What lines in the records below contain the string "radio"? Copy every one.

─── Recorded information ───

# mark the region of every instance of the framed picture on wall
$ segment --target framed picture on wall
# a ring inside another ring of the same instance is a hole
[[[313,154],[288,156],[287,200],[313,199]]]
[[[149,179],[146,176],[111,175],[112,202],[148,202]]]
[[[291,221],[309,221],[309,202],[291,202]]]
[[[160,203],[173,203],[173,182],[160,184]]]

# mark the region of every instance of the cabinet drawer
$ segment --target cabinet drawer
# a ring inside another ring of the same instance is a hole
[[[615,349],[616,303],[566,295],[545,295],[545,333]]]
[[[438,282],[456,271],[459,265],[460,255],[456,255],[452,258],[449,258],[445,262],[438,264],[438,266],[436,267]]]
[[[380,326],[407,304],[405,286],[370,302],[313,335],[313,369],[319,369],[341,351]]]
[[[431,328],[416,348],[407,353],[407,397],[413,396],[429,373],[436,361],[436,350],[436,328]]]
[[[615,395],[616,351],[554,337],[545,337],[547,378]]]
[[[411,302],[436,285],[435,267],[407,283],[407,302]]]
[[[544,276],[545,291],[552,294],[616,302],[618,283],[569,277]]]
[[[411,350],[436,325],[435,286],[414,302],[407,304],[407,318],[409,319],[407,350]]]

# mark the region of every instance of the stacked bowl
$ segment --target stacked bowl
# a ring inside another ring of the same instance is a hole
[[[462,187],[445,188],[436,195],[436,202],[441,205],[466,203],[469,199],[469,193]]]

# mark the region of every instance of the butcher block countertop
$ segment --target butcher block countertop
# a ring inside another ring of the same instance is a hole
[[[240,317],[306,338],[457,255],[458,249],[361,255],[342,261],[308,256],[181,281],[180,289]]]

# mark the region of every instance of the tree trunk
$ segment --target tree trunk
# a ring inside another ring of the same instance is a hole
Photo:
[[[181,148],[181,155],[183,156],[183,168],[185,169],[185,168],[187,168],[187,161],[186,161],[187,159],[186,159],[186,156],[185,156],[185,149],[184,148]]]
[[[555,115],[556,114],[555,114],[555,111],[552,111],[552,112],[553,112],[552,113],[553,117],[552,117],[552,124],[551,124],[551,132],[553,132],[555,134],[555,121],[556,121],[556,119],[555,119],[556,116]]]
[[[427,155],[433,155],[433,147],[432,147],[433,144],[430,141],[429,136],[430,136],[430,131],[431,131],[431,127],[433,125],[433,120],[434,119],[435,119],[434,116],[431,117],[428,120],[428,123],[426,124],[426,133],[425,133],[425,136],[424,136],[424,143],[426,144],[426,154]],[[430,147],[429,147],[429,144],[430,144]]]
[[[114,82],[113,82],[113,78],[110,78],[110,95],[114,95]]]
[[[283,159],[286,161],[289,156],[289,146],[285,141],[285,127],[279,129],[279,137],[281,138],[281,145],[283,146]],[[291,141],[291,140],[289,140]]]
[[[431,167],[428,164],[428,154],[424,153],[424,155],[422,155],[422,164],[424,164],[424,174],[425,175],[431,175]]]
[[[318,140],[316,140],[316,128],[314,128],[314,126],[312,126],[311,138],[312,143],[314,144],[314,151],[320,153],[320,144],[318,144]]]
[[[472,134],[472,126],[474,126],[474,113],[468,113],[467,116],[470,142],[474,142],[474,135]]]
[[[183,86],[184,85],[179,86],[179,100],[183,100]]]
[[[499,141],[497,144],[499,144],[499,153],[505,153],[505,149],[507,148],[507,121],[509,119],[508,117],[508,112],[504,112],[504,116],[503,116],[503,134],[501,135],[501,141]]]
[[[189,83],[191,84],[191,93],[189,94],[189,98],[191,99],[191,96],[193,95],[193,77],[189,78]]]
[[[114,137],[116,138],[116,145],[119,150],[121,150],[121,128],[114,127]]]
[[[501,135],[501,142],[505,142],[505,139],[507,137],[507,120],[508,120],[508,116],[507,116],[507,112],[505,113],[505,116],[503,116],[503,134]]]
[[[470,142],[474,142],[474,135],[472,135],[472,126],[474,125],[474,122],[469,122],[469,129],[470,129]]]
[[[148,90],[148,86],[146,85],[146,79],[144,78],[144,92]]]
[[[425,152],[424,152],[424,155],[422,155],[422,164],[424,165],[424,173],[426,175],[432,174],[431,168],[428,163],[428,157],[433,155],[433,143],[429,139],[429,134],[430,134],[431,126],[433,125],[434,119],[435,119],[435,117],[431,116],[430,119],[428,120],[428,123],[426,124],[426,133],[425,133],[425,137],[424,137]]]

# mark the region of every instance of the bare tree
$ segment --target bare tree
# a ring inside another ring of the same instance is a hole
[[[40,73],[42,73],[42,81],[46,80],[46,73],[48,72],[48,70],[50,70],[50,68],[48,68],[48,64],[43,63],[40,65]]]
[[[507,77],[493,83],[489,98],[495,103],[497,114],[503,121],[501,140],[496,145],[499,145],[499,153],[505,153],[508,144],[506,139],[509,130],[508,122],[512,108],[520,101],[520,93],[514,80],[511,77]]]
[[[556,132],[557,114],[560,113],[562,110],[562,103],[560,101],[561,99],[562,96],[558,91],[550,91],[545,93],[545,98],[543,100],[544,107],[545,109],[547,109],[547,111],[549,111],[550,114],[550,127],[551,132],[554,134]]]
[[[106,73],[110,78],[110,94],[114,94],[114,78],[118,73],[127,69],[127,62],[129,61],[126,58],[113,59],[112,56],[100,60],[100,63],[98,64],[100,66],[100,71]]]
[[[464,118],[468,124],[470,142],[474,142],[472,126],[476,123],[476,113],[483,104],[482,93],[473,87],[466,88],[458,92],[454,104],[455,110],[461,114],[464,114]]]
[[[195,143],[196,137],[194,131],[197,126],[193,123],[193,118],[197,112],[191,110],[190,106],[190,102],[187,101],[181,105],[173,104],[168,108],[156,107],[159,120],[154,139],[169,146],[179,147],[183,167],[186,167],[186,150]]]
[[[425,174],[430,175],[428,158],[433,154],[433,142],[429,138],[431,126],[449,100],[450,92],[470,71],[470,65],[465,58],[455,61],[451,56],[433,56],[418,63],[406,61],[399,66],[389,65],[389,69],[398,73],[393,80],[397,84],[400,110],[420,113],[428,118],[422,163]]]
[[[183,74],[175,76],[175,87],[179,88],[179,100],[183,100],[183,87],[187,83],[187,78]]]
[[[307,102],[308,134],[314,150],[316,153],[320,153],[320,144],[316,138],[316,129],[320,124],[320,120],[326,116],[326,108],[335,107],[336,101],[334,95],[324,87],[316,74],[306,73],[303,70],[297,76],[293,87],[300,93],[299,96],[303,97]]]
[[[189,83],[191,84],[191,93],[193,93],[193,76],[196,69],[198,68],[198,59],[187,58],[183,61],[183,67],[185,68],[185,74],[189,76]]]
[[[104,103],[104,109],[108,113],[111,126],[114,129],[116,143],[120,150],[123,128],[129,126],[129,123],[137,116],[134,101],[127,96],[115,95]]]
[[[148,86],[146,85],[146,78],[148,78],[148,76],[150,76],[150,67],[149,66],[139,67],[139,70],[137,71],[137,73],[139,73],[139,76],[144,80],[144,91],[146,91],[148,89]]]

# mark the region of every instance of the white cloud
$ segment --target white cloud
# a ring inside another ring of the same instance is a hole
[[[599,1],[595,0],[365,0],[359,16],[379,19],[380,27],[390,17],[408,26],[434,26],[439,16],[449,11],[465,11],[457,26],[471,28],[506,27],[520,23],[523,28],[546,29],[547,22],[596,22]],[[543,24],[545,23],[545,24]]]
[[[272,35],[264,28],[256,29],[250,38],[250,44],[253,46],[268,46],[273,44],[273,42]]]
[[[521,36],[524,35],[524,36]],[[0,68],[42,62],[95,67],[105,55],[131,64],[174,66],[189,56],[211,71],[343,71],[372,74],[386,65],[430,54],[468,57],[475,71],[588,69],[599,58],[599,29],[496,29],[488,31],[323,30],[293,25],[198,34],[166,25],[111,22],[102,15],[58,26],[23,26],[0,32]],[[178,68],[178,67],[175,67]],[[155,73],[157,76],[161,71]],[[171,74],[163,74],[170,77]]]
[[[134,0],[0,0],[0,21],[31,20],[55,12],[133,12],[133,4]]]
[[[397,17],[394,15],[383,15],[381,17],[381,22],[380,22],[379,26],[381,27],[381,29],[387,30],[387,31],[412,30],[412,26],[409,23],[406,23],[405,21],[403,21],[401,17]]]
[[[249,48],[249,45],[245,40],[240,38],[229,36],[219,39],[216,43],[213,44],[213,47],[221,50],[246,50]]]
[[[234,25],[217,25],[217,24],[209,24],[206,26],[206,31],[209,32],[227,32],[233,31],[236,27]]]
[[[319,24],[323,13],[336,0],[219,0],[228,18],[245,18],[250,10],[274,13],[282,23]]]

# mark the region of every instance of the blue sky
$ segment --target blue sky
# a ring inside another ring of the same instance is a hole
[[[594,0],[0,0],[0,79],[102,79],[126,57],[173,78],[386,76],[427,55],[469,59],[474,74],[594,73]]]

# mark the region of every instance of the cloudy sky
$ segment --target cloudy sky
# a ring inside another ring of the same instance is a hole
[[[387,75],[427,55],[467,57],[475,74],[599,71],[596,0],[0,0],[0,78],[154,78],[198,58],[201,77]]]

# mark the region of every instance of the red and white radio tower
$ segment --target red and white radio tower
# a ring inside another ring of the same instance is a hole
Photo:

───
─── Recorded information ───

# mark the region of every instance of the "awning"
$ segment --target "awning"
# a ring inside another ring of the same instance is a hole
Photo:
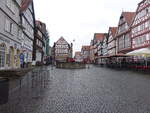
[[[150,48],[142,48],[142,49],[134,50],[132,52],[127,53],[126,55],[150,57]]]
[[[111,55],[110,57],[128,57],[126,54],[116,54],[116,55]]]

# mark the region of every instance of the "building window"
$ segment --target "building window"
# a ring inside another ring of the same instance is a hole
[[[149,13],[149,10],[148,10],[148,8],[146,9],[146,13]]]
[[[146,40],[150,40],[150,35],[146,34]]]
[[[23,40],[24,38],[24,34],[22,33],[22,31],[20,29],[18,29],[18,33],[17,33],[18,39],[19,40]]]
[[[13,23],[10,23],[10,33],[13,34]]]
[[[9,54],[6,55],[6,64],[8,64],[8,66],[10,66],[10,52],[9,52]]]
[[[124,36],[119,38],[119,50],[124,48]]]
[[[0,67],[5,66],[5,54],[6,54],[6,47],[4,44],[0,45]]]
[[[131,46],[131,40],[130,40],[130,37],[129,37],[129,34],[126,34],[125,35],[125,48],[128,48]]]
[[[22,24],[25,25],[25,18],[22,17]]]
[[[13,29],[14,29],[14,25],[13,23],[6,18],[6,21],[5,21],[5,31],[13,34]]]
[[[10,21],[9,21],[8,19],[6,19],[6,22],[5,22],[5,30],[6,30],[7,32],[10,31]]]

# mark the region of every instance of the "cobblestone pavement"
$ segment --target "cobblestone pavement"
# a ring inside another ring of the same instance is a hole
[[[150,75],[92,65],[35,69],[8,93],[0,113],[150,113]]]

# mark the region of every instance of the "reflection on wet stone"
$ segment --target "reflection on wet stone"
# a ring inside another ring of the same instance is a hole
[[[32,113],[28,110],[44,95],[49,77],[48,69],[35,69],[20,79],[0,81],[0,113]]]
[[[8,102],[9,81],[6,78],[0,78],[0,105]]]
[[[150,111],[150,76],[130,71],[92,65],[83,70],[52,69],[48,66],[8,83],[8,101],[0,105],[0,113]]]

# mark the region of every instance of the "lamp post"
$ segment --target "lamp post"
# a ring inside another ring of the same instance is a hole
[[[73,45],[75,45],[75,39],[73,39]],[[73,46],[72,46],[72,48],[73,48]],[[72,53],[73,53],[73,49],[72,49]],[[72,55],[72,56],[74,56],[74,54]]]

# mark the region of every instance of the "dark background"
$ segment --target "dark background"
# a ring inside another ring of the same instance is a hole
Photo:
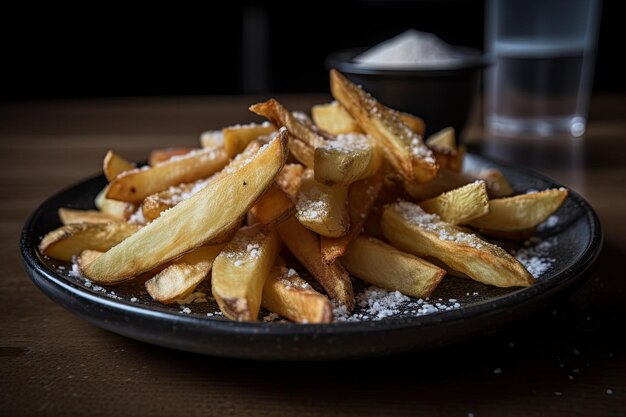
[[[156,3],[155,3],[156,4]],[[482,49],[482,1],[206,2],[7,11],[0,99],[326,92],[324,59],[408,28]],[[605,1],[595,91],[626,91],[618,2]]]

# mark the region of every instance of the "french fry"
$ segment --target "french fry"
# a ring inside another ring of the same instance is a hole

───

# [Answer space]
# mark the region of every instance of the red and white radio tower
$ segment --target red and white radio tower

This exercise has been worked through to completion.